— TEXT SECTION —
----

|Universal healthcare still possible|
|Friday, 06 April 2012 09:05|
The nine Supreme Court Justices may have already decided the fate of the controversial Affordable Care Act following hearings in March about the law's constitutionality. The country must wait however until the ruling is officially announced in June. But, if expert opinions on the Affordable Care Act hearings are correct, then it seems likely the majority opinion of the Court will vote against the constitutionality of the law.
The bone of contention is whether the "individual mandate" component of the act, which requires Americans to purchase health insurance or pay a financial penalty, is constitutional.
If the individual mandate is ruled unconstitutional, the law could lose a crucial source of funding, which aims to provide healthcare access to some of the 50 million Americans uninsured.
The law has proved particularly beneficial for Black Americans. Since its inception, over 2.4 million Black seniors with Medicare, including over 100,000 in South Florida, have received free preventive services, including diabetes screenings. The law also provides additional coverage for preventive services without extra cost to 5.5 million African-Americans with private health insurance. Plus, about 410,000 young Black-American adults under age 26 gained coverage by being added to their parents' health insurance.
Through the law, increase funding has also been provided to healthcare centers nationwide, serving over 19 million patients, with the potential to serve millions more by 2015.
The outcome of the court's ruling has important short term and long term implications for this crucial legislation that improves the lives of so many. In the short term, a negative ruling could prove a major blow to President Obama's reelection chances, as the current Republican presidential candidates have all used the controversy surrounding this key legislative achievement as political ammunition. On the other hand, a ruling in favor of all aspects of the law would be a boost to Obama.
However, a negative Supreme Court ruling may be advantageous for the act's future. A recent poll conducted by CNN/ORC International shows that the majority of Americans don't want the Supreme Court to completely overturn the law. Sixty-eight percent surveyed wanted the Court to either leave the law as is, or only overturn some sections. Only 30 percent want the law completely overturned. Therefore, if the entire law is ruled as unconstitutional, a public backlash would ensure that the legislation would live on in Congress.
If only the individual mandate is revoked and Obama is reelected, his administration would likely focus immediately on drafting an amendment to ensure that healthcare insurance remains universal, financially viable and constitutional. If the entire law is revoked, creating a mutually acceptable healthcare law would again be a priority of President Obama's second term. Otherwise, the law may not maintain its momentum in a Republican-led administration, due to the strong objections to the principles of government-sponsored universal healthcare among the Republican presidential candidates.
Despite the fears of a possible negative court ruling, hope remains for millions of uninsured Americans to have universal healthcare in the future. But this may depend entirely on the outcome of the 2012 presidential elections.

----

— AIM OF THE TASK —
Can you print everything in the healthcare article from "The law has" down to "parents' health insurance.", word for word? The listing that comes next is drawn from a separate source.

Saved data entries
----

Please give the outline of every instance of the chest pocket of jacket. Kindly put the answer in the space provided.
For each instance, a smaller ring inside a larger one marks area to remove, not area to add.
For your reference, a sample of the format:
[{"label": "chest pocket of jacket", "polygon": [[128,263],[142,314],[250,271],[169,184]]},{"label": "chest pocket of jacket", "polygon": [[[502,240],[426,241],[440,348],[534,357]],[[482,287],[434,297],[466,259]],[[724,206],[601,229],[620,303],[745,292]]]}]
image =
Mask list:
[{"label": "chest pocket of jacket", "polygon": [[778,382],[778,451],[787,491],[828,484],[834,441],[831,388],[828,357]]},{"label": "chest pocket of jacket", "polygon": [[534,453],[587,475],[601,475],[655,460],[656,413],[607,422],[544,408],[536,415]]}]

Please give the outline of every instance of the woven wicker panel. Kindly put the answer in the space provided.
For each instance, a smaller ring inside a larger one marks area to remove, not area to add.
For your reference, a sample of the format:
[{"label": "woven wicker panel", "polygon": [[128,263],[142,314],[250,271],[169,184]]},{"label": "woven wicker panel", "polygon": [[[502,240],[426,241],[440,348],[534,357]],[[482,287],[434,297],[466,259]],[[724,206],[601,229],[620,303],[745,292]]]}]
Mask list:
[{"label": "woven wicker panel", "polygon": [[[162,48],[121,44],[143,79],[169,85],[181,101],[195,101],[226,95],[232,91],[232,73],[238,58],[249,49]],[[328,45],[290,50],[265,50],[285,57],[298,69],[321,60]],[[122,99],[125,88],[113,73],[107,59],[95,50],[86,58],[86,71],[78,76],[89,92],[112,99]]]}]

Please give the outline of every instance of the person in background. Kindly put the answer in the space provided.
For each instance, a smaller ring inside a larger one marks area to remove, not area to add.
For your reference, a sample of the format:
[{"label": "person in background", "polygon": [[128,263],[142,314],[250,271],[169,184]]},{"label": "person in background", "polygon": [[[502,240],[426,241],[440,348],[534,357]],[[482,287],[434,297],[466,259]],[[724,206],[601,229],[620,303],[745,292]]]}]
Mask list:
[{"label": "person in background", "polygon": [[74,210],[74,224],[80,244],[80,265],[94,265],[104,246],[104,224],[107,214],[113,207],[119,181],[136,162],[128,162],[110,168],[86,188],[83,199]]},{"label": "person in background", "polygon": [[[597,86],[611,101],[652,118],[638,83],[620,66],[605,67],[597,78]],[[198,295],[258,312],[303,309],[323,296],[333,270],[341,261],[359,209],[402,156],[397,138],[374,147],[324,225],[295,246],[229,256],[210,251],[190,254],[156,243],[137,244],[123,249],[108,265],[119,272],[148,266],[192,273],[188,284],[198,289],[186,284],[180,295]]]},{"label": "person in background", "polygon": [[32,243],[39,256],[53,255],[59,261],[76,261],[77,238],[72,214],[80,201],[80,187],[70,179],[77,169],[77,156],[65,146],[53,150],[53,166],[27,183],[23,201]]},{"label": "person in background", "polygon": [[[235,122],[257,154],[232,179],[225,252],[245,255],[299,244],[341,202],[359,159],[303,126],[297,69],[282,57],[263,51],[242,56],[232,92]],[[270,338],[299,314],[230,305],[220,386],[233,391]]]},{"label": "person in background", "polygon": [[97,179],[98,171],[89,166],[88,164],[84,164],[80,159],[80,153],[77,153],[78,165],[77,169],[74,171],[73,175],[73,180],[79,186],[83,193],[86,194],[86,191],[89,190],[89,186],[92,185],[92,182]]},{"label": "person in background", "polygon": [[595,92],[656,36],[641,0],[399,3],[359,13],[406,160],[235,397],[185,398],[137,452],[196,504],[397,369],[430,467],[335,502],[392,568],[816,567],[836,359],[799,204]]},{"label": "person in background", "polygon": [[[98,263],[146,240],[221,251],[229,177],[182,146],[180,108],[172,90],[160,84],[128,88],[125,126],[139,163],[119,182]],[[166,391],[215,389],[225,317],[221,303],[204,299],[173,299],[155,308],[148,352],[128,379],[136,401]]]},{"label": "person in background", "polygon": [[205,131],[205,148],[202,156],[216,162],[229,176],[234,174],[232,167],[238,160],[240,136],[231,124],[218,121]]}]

----

— SOLUTION TO THIS TASK —
The law has proved particularly beneficial for Black Americans. Since its inception, over 2.4 million Black seniors with Medicare, including over 100,000 in South Florida, have received free preventive services, including diabetes screenings. The law also provides additional coverage for preventive services without extra cost to 5.5 million African-Americans with private health insurance. Plus, about 410,000 young Black-American adults under age 26 gained coverage by being added to their parents' health insurance.